[Saved data entries]
---------------

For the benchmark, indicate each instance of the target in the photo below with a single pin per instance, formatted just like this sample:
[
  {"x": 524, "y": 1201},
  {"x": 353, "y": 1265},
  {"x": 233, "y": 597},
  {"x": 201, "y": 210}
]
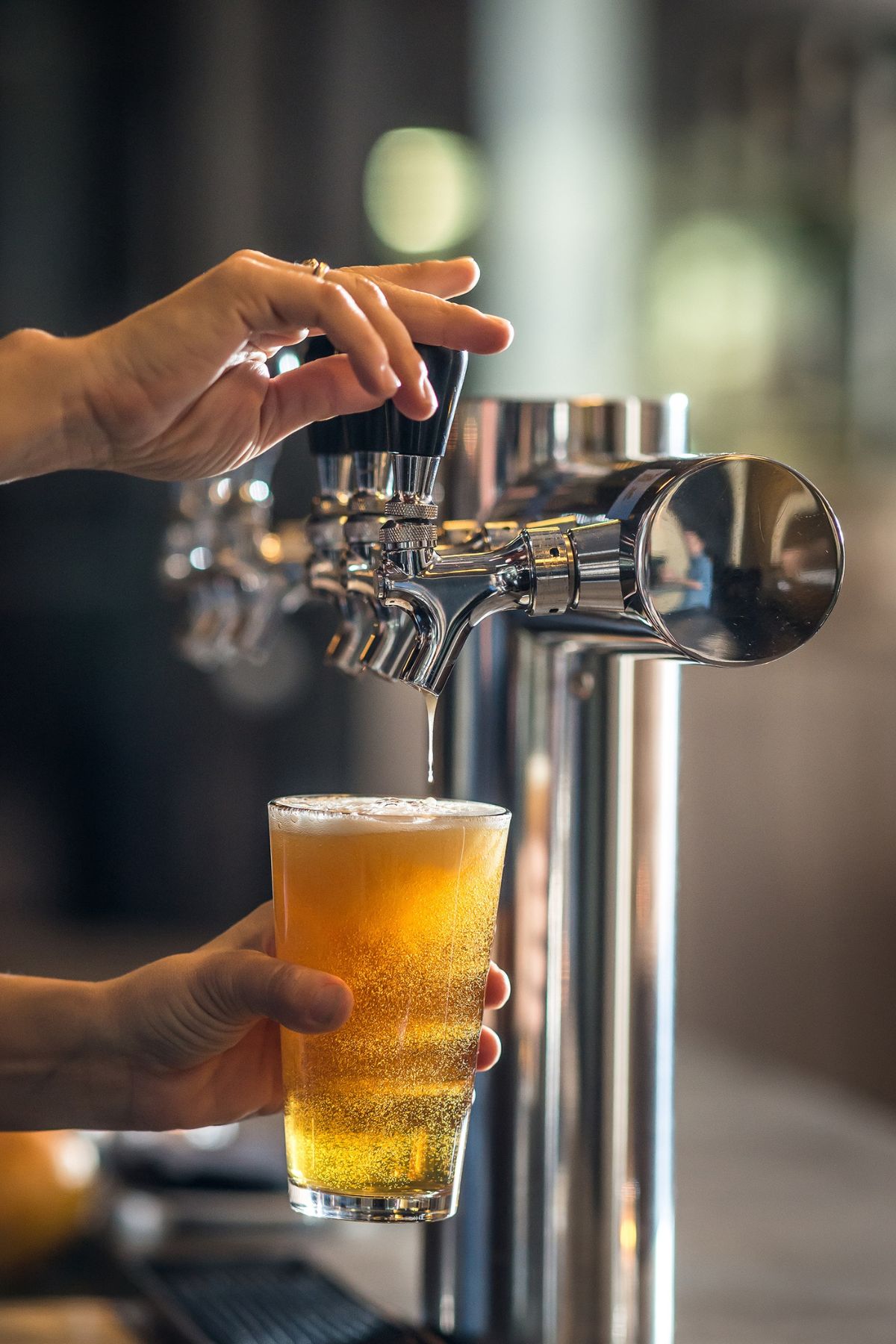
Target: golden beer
[{"x": 398, "y": 898}]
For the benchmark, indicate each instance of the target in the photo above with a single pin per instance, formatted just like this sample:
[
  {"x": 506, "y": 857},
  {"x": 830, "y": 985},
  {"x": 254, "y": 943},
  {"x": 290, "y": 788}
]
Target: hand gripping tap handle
[
  {"x": 326, "y": 438},
  {"x": 429, "y": 438}
]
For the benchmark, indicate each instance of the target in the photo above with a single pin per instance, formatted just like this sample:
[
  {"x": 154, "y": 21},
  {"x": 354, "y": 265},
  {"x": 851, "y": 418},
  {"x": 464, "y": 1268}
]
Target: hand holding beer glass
[{"x": 396, "y": 897}]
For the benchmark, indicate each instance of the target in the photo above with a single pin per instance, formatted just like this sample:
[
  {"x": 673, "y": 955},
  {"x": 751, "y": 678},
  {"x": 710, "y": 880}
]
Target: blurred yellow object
[{"x": 46, "y": 1184}]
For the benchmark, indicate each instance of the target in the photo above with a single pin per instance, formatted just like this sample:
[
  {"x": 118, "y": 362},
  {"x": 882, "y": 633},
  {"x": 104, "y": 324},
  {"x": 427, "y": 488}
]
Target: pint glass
[{"x": 396, "y": 897}]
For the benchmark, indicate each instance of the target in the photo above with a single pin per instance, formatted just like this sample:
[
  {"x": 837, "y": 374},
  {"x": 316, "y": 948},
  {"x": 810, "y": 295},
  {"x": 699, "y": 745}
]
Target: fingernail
[
  {"x": 390, "y": 379},
  {"x": 328, "y": 1007}
]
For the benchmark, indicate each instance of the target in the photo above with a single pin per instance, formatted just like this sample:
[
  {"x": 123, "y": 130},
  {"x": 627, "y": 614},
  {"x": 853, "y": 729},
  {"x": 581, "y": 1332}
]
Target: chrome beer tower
[{"x": 615, "y": 557}]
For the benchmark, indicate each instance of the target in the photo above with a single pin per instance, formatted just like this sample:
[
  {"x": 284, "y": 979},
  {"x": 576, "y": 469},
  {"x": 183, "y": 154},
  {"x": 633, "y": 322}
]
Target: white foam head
[{"x": 334, "y": 811}]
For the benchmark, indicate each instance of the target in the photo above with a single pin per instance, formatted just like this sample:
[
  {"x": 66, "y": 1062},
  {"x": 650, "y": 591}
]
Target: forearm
[
  {"x": 42, "y": 406},
  {"x": 58, "y": 1068}
]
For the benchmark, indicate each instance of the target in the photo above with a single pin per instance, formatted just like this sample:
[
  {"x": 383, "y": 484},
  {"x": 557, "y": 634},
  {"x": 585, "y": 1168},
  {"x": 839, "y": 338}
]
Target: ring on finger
[{"x": 317, "y": 268}]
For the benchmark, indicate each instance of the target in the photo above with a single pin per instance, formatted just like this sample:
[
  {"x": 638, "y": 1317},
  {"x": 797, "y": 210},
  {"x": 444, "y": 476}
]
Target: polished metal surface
[
  {"x": 335, "y": 476},
  {"x": 738, "y": 561},
  {"x": 724, "y": 561},
  {"x": 610, "y": 556}
]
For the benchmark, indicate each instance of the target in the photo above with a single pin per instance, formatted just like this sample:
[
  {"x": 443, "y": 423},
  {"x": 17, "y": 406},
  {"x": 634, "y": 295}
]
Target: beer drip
[{"x": 432, "y": 700}]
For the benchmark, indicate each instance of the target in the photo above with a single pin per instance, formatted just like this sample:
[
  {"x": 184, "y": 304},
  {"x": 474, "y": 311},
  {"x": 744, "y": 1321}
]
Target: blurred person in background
[{"x": 181, "y": 390}]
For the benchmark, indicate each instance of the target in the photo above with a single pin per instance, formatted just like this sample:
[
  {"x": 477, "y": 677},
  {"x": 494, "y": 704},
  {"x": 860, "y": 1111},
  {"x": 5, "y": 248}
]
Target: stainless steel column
[{"x": 566, "y": 1226}]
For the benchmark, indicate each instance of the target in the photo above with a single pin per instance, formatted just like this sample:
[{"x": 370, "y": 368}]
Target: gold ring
[{"x": 317, "y": 268}]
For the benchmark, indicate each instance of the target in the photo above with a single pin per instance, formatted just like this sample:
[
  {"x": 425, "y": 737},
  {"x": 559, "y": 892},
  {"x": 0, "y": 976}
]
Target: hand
[
  {"x": 200, "y": 1031},
  {"x": 183, "y": 1042},
  {"x": 180, "y": 389}
]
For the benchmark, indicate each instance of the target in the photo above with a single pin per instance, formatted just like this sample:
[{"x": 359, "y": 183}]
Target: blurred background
[{"x": 662, "y": 195}]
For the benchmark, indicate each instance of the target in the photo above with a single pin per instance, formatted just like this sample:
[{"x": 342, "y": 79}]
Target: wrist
[
  {"x": 45, "y": 425},
  {"x": 60, "y": 1065}
]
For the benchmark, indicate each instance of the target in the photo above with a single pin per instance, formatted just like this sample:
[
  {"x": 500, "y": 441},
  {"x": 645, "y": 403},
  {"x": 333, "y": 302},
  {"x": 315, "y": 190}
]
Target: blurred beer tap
[{"x": 235, "y": 574}]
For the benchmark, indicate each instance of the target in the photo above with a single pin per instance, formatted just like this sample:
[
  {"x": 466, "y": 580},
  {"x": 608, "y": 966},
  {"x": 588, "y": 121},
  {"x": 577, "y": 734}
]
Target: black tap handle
[
  {"x": 326, "y": 438},
  {"x": 366, "y": 432},
  {"x": 429, "y": 438}
]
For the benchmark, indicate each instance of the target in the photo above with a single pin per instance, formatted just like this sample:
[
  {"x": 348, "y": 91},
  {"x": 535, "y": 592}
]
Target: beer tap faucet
[
  {"x": 613, "y": 544},
  {"x": 408, "y": 532},
  {"x": 364, "y": 436},
  {"x": 326, "y": 523}
]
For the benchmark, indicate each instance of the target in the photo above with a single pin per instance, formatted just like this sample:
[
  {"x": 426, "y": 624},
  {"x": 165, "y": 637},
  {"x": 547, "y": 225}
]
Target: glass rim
[{"x": 314, "y": 806}]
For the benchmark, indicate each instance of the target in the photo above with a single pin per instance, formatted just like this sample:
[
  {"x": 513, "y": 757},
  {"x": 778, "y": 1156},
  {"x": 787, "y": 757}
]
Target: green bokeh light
[{"x": 423, "y": 190}]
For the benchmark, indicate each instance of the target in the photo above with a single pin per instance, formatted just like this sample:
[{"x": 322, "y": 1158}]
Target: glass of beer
[{"x": 396, "y": 897}]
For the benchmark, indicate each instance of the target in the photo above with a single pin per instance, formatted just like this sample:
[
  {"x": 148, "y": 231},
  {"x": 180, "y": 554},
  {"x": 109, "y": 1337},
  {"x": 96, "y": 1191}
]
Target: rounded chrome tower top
[{"x": 496, "y": 441}]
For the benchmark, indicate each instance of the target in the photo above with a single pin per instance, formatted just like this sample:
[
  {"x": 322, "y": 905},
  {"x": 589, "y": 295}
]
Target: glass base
[{"x": 428, "y": 1206}]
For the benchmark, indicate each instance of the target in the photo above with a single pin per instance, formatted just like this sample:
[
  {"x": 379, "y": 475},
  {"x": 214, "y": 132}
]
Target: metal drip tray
[{"x": 262, "y": 1303}]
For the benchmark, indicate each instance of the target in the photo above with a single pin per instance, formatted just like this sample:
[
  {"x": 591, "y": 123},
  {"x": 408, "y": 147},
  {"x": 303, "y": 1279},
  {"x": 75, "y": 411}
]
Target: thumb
[{"x": 245, "y": 986}]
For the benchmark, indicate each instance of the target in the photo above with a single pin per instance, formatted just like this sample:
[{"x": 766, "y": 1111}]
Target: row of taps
[{"x": 588, "y": 542}]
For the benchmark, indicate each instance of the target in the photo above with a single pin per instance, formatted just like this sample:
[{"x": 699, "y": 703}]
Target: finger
[
  {"x": 314, "y": 391},
  {"x": 497, "y": 987},
  {"x": 415, "y": 396},
  {"x": 447, "y": 279},
  {"x": 438, "y": 323},
  {"x": 489, "y": 1050},
  {"x": 272, "y": 296},
  {"x": 254, "y": 932},
  {"x": 237, "y": 987}
]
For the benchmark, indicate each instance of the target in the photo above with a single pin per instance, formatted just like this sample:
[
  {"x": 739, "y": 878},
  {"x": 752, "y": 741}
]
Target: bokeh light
[{"x": 425, "y": 190}]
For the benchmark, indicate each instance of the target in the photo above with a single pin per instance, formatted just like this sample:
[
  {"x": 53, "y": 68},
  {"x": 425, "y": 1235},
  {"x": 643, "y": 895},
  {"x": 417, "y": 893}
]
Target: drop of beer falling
[{"x": 432, "y": 700}]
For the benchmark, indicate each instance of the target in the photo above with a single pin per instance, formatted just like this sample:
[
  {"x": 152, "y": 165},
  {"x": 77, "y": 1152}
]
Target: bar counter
[{"x": 786, "y": 1223}]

---------------

→ **Do this**:
Identify each line of the records above that contains the string "beer", and copy all of those lines in full.

→ **Answer to the exercise**:
Target: golden beer
Target: hand holding beer glass
Target: chrome beer tower
Target: beer drip
Target: blurred beer tap
Target: beer tap faucet
Target: glass of beer
Target: drop of beer falling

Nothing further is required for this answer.